#### [Daftar Tugas]
a) Menurut teks tentang K.H. Ahmad Dahlan, pada tahun berapa Muhammadiyah mendirikan majlis tarjih?
b) Lanjutkan teks tentang K.H. Ahmad Dahlan, dimulai setelah kalimat terakhir yang tercantum.

#### [Kutipan Sumber]
################

Maka tidak mengejutkan bila dalam pidato terakhir bulan Desember
1922, sebelum meninggal dunia, K.H. Ahmad Dahlan menyatakan bahwa
problem utama mengapa umat Islam lemah dan sulit bekerjasama ialah
karena setiap orang, pemimpin dan kelompok, merasa paling benar sendiri,
dan menganggap segala yang datang dari orang lain, apalagi yang
memusuhi, selalu salah, buruk dan jahat. Pesan pidato Kyai Dahlan
tersebut diabadikan Charles Kurzman (2002) di bawah judul “The Unity of
Human Life”
Setelah K.H.Ahmad Dahlan wafat pada usia 54 tahun di Yogyakarta, 23
Februari 1923 dan dimakamkan di Karangkajen, Yogyakarta., salah satu
pemimpin Muhammadiyah selanjutnya adalah H. Mas Mansur, atas idenya
Muhammadiyah mendirikan majlis tarjih pada tahun 1927, sehingga dengan
berdirinya majlis tarjih, gerak langkah Muhammadiyah dalam menimbang
hukum Agama tidak lagi bertaklid kepada satu madzhab dan lebih jelasnya
bahwa Muhammadiyah tidak bermadzhab Syafii.
K.H. Ahmad Dahlan banyak membaca buku-buku dan majalah-majalah agama
dan umum, banyak bergaul dengan berbagai kalangan, selama perjalanannya,
terutama dengan orang-orang Arab, sehingga ide-idenya bertambah dan
berkembang terus. Salah satu kitab yang digemarinya adalah kitab
al-Qashaid al-Atthasiyah karangan Sayid Abdullah Alatas. Meskipun tidak
terhitung sebagai ulama besar yang luar biasa ilmunya, tetapi beliau
mempunyai hati yang bersih, berjuang karena Allah semata, jauh dari
sifat takabur dan ujub, jauh dari kecintaan terhadap kemewahan dunia dan
menghindari perdebatan masalah khilafiyah yang tidak membawa manfaat.
Beliau meninggal pada tahun 1923. Selama beliau hidup, Muhammadiyah
mengalami masa yang tentram dan damai, jauh dari hiruk pikuk perdebatan
masalah-masalah khilafiyah.

################

#### [Cuplikan Data]
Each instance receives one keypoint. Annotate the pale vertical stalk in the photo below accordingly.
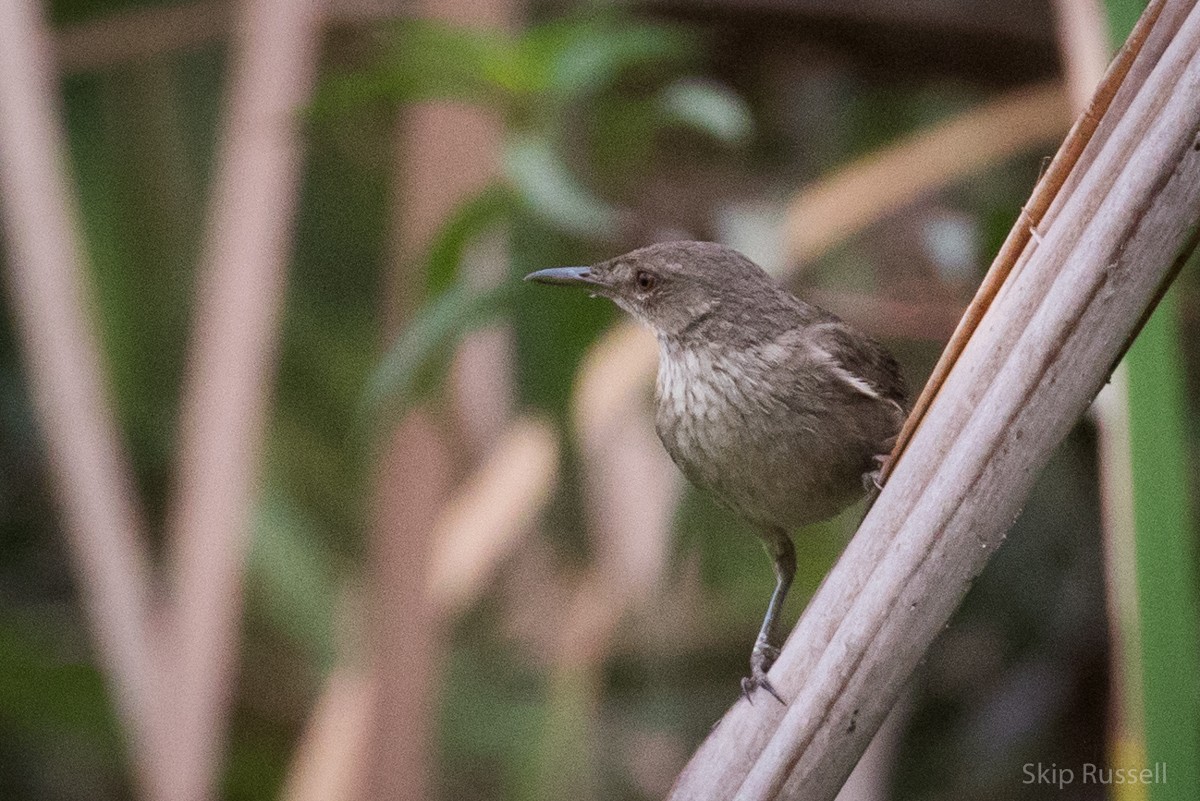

################

#### [Jawaban Tiap Tugas]
a) Pada tahun 1927.

b)
Setelah K.H.Ahmad Dahlan meninggal, perkumpulan Muhammadiyah
disemarakkan banyaknya diskusi-diskusi keagamaan oleh anggotanya baik
secara pribadi dalam pertemuan-pertemuan maupun melibatkan perkumpulan,
seperti yang terjadi pada kongres Islam di Surabaya tahun 1924. Topik
utama yang didiskusikan dalam kongres ini, antara lain, adalah masalah
ijtihad di seputar ajaran Muhammadiyah dan al-Irsyad. Di antara
keputusan penting yang dihasilkan dalam kongres ini adalah bahwa
Muhammadiyah dan al-Irsyad tidak sama dengan orang-orang Wahabi, bahwa
kedua organisasi ini tidak dianggap menyimpang dari madzhab-madzhab
hukum Islam, dan mereka yang melakukan tawasul tidak dianggap kafir.
Setelah terjadi perdebatan panjang, hangat dan tajam dalam kongres,
para pemimpin muslim yang hadir sepakat bahwa pintu ijtihad masih
terbuka dan dapat dilakukan oleh mereka yang memahami bahasa Arab dan
menguasai teks-teks alquran dan hadits, menguasai ijma’ ulama,
mengetahui para perawi hadits dan riwayat mereka, dan mengetahui
alasan-alasan turunnya alquran dan dikeluarkannya matan-matan hadits.
Muhammadiyah selalu terbuka dan terus berkembang, termasuk dalam hal
keputusan Tarjih. Hal ini karena dalam penentuan sebuah keputusan Tarjih
diambil dengan cara mencari yang paling kuat dasarnya, bahkan bisa
terjadi tidak sejalan dengan praktik yang dilakukan pendirinya, Kyai
Haji Ahmad Dahlan. Demikian dikatakan Dr. Yunahar Ilyas ditengah
Pengajian Mahasiswa, kamis (7/02/2008) di Kantor PP Muhammadiyah, Jl Cik
Di Tiro Yogyakarta.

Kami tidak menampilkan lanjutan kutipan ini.